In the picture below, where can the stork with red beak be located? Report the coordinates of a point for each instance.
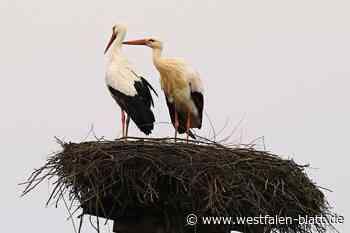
(182, 87)
(131, 91)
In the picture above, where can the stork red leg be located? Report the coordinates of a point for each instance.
(176, 124)
(123, 122)
(188, 125)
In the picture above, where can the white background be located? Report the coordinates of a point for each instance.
(281, 68)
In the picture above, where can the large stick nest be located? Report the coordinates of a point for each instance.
(116, 179)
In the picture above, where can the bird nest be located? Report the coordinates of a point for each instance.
(138, 176)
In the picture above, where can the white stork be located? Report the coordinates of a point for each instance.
(182, 87)
(130, 91)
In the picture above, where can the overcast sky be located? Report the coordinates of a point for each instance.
(281, 66)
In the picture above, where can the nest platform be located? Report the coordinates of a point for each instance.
(140, 177)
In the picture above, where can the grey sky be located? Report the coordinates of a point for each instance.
(283, 66)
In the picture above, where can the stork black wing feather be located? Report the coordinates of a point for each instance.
(198, 100)
(138, 107)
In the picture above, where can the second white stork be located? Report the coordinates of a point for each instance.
(182, 87)
(131, 91)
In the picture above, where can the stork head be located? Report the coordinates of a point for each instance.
(118, 32)
(150, 42)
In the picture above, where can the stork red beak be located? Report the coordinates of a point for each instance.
(113, 37)
(136, 42)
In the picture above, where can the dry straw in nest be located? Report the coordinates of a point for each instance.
(118, 179)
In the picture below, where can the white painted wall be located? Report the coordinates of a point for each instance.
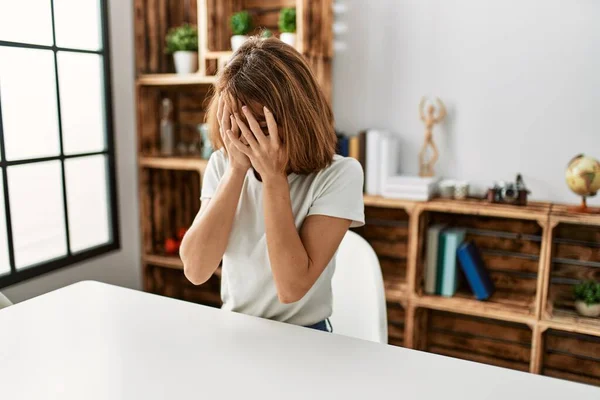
(521, 79)
(123, 267)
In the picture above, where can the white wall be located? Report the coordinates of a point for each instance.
(122, 267)
(521, 79)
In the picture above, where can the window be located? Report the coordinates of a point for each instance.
(57, 181)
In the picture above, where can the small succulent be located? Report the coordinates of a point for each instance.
(287, 20)
(266, 33)
(241, 23)
(588, 292)
(182, 38)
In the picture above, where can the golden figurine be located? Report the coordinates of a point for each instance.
(426, 167)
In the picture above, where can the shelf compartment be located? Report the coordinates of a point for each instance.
(174, 163)
(575, 257)
(174, 79)
(571, 356)
(189, 112)
(386, 230)
(396, 317)
(532, 211)
(500, 309)
(170, 199)
(511, 250)
(482, 340)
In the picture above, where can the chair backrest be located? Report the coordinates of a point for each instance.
(4, 302)
(359, 308)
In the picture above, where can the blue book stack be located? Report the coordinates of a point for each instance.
(450, 240)
(477, 276)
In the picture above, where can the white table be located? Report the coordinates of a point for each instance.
(96, 341)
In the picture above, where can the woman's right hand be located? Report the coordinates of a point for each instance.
(237, 159)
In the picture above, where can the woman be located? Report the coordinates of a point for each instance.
(276, 201)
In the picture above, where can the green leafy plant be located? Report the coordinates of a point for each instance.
(266, 33)
(241, 23)
(287, 20)
(588, 292)
(182, 38)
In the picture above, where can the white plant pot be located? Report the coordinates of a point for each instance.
(592, 310)
(237, 41)
(289, 38)
(186, 62)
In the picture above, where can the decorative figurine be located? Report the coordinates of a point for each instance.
(583, 178)
(426, 166)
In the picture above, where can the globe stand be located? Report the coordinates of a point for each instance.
(583, 208)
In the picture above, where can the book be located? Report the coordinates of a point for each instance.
(353, 148)
(410, 187)
(373, 163)
(477, 275)
(342, 145)
(389, 159)
(439, 276)
(431, 258)
(453, 238)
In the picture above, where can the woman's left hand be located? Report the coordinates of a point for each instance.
(266, 152)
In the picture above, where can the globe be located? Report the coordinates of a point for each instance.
(583, 176)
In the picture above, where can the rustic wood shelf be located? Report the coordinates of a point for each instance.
(567, 214)
(572, 322)
(173, 262)
(174, 80)
(174, 163)
(378, 201)
(532, 211)
(462, 305)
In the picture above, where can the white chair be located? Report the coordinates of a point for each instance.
(359, 308)
(4, 302)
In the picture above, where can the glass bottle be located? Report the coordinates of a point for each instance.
(166, 128)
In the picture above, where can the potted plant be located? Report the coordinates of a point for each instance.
(182, 42)
(587, 298)
(241, 24)
(287, 26)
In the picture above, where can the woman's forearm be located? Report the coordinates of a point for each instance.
(205, 242)
(289, 260)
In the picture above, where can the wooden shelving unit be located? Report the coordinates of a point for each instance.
(174, 80)
(534, 253)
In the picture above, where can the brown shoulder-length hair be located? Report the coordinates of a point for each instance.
(268, 72)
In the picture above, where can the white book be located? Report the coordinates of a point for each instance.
(433, 236)
(373, 162)
(407, 196)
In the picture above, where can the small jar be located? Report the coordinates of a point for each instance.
(461, 190)
(447, 189)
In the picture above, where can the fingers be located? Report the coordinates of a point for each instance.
(272, 126)
(254, 126)
(246, 132)
(225, 120)
(237, 144)
(220, 109)
(234, 127)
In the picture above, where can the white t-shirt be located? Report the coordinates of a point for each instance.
(247, 284)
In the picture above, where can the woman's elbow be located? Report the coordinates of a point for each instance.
(290, 295)
(191, 270)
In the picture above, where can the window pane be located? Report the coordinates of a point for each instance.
(29, 111)
(87, 202)
(77, 24)
(81, 102)
(27, 21)
(36, 207)
(4, 262)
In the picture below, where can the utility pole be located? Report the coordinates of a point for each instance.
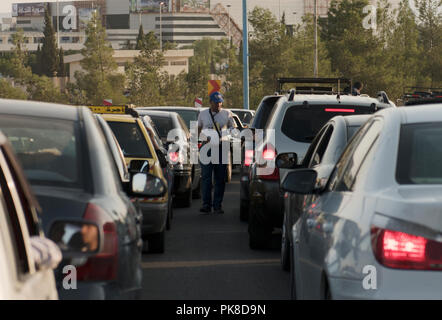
(161, 26)
(245, 41)
(58, 25)
(315, 71)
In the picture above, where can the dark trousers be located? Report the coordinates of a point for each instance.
(218, 171)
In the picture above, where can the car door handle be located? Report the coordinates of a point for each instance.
(311, 223)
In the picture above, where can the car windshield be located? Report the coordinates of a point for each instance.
(48, 149)
(187, 115)
(244, 116)
(131, 139)
(303, 123)
(420, 154)
(163, 124)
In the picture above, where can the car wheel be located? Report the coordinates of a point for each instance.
(197, 192)
(285, 249)
(259, 233)
(229, 173)
(157, 242)
(244, 210)
(293, 294)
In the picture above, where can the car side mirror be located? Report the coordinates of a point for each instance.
(287, 160)
(75, 238)
(147, 185)
(136, 166)
(302, 181)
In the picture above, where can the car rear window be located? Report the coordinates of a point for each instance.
(303, 123)
(244, 116)
(163, 125)
(263, 112)
(131, 139)
(187, 115)
(420, 154)
(50, 150)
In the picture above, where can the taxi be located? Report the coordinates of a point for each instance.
(140, 155)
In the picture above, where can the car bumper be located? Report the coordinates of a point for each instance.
(97, 291)
(154, 217)
(182, 182)
(266, 194)
(391, 284)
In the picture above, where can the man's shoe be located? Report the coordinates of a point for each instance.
(205, 210)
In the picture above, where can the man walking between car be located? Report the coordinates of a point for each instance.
(217, 120)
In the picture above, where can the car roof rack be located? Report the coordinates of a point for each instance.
(126, 109)
(315, 87)
(421, 95)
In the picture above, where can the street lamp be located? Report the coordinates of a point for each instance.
(228, 16)
(161, 26)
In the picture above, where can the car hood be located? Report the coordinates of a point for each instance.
(60, 203)
(421, 205)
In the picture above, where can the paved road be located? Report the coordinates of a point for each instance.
(208, 258)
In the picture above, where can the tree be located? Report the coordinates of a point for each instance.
(140, 38)
(49, 51)
(144, 74)
(98, 81)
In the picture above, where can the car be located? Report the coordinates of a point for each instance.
(246, 116)
(140, 156)
(187, 175)
(294, 123)
(72, 172)
(22, 275)
(188, 114)
(321, 156)
(260, 119)
(374, 230)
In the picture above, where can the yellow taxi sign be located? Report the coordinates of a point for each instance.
(109, 109)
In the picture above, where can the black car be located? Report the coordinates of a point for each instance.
(260, 119)
(187, 175)
(77, 177)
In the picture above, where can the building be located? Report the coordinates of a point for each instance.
(176, 61)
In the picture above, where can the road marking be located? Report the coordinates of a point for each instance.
(207, 263)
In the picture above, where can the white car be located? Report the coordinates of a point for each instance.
(375, 230)
(27, 258)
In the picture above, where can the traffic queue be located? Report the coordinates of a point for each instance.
(352, 182)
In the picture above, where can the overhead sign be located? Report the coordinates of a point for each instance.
(109, 109)
(148, 6)
(28, 9)
(195, 6)
(214, 85)
(198, 102)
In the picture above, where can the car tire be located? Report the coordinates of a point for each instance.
(229, 173)
(197, 192)
(259, 233)
(244, 211)
(293, 294)
(156, 242)
(285, 249)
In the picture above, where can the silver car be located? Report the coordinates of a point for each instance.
(375, 230)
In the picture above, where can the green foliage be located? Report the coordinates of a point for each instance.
(49, 50)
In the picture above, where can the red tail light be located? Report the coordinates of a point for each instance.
(174, 157)
(269, 154)
(401, 250)
(340, 110)
(248, 158)
(104, 265)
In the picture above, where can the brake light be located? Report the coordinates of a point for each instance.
(340, 110)
(269, 154)
(401, 250)
(174, 157)
(248, 158)
(104, 265)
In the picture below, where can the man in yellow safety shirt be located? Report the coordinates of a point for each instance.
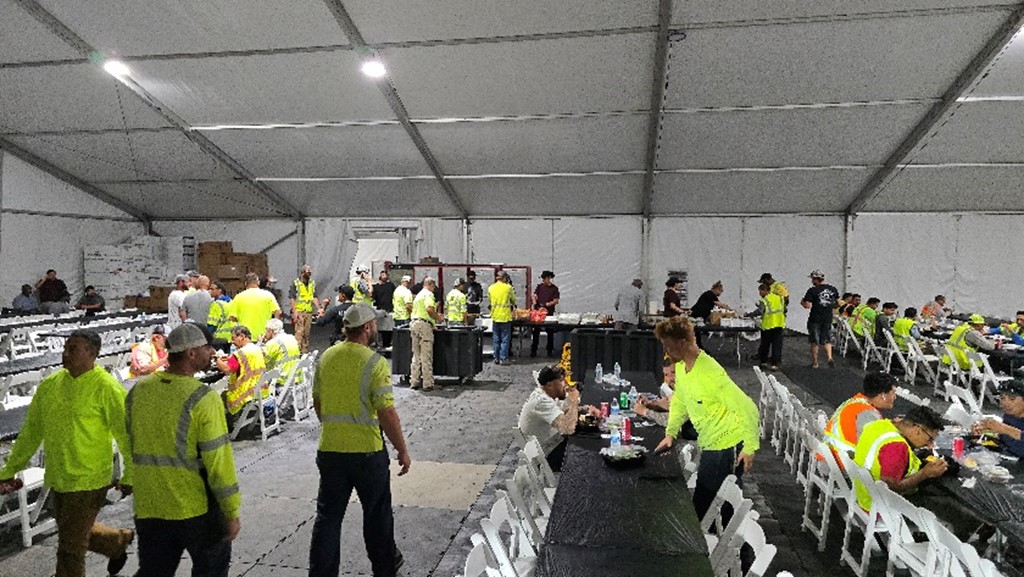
(186, 491)
(244, 368)
(425, 316)
(353, 400)
(455, 303)
(772, 313)
(76, 414)
(361, 285)
(724, 417)
(886, 449)
(503, 300)
(302, 295)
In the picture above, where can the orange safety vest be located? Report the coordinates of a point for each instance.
(841, 430)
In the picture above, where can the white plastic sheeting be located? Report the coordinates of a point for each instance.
(737, 250)
(31, 244)
(909, 258)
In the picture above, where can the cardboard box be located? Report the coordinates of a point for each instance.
(230, 272)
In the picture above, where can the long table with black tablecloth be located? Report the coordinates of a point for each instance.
(609, 523)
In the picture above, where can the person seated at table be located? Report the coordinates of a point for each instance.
(862, 317)
(281, 351)
(243, 368)
(849, 420)
(1014, 331)
(725, 418)
(906, 327)
(91, 301)
(884, 322)
(26, 301)
(969, 336)
(550, 414)
(1011, 427)
(886, 448)
(147, 358)
(936, 310)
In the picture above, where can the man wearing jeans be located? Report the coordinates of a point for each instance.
(725, 418)
(502, 297)
(353, 401)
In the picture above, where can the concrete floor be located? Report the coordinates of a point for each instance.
(461, 442)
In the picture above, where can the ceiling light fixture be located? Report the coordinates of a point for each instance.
(374, 69)
(116, 68)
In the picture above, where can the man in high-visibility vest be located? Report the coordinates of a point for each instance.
(76, 414)
(281, 351)
(455, 303)
(302, 295)
(906, 327)
(968, 336)
(886, 449)
(425, 316)
(353, 400)
(772, 313)
(853, 415)
(502, 298)
(217, 322)
(186, 491)
(244, 368)
(361, 285)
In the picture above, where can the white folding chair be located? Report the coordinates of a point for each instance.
(867, 523)
(521, 567)
(826, 477)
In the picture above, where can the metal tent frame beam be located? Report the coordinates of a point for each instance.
(348, 27)
(941, 111)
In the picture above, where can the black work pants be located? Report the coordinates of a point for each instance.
(368, 475)
(771, 339)
(162, 541)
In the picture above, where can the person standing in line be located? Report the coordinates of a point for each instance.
(353, 400)
(186, 489)
(76, 414)
(629, 302)
(401, 302)
(302, 295)
(175, 300)
(724, 417)
(820, 299)
(502, 297)
(425, 316)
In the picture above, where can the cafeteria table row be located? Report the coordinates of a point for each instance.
(607, 522)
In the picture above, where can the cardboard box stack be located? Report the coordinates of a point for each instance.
(219, 261)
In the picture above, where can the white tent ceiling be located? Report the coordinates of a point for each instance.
(257, 109)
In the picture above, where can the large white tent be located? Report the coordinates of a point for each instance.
(878, 141)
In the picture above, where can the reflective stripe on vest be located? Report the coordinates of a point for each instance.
(364, 418)
(304, 295)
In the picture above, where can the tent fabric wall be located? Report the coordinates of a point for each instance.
(31, 244)
(909, 258)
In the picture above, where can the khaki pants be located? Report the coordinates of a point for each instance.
(301, 322)
(78, 531)
(423, 355)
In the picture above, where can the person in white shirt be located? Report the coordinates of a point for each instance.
(551, 412)
(175, 301)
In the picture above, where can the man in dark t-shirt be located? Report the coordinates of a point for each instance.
(820, 299)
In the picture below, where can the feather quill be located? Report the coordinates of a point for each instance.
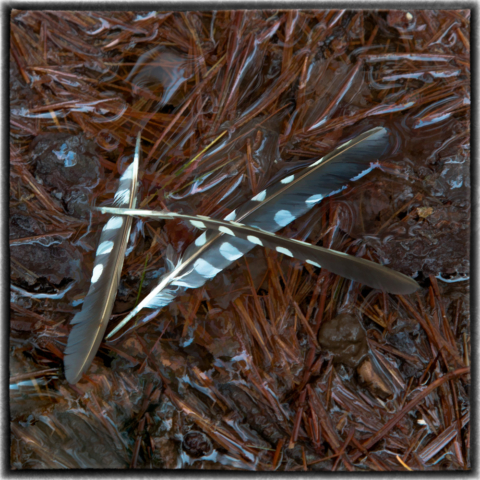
(356, 269)
(271, 209)
(90, 323)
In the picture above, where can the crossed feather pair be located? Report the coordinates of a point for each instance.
(223, 242)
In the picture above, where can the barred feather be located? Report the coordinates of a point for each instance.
(272, 209)
(89, 325)
(357, 269)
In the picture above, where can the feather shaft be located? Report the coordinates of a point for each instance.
(270, 210)
(357, 269)
(90, 323)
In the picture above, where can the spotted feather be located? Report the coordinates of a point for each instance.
(271, 209)
(90, 323)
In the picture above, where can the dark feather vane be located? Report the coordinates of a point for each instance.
(89, 325)
(348, 266)
(270, 210)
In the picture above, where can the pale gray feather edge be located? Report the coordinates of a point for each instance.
(348, 162)
(357, 269)
(90, 323)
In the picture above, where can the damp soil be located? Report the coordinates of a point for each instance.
(273, 365)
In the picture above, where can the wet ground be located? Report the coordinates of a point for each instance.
(273, 364)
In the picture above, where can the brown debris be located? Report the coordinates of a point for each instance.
(273, 364)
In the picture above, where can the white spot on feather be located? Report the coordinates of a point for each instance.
(97, 271)
(260, 197)
(105, 247)
(231, 216)
(255, 240)
(226, 230)
(285, 251)
(197, 223)
(314, 199)
(128, 173)
(114, 223)
(201, 240)
(205, 269)
(230, 252)
(287, 179)
(122, 196)
(316, 163)
(283, 217)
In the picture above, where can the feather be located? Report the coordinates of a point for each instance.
(356, 269)
(270, 210)
(89, 325)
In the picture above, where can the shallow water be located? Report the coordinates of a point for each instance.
(236, 363)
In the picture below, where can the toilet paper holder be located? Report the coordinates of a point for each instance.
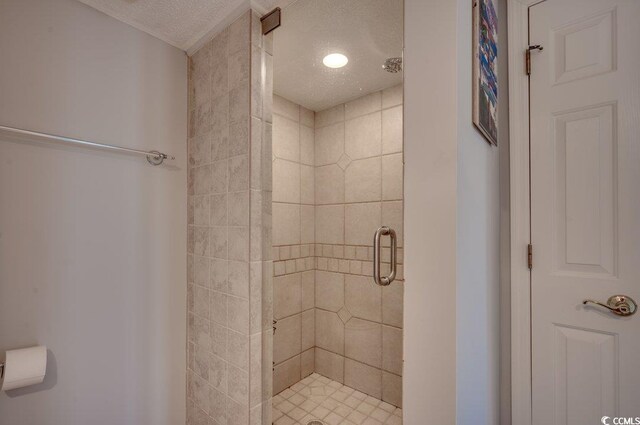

■ **What is required**:
This task calls for restating, word for word, each line from the line holding "In the picture above, where can the white spot" through the end of the material, pictures left out.

■ **Exercise result**:
In the picture above, where can the white spot on feather be located? Report the coordinates of a point for each instance.
(97, 271)
(260, 197)
(105, 247)
(231, 216)
(255, 240)
(226, 230)
(285, 251)
(197, 223)
(314, 199)
(128, 173)
(114, 223)
(201, 240)
(205, 269)
(230, 252)
(287, 179)
(122, 196)
(316, 163)
(283, 217)
In the picture above, where can the feather be located? Report the coordinates of a point for each instance.
(356, 269)
(270, 210)
(89, 325)
In the picture above, where can the shallow water be located? Report the coordinates of a point for each instance.
(236, 363)
In the picture below, where can the toilet paper holder be located? Report the coordinates of a point for each instance.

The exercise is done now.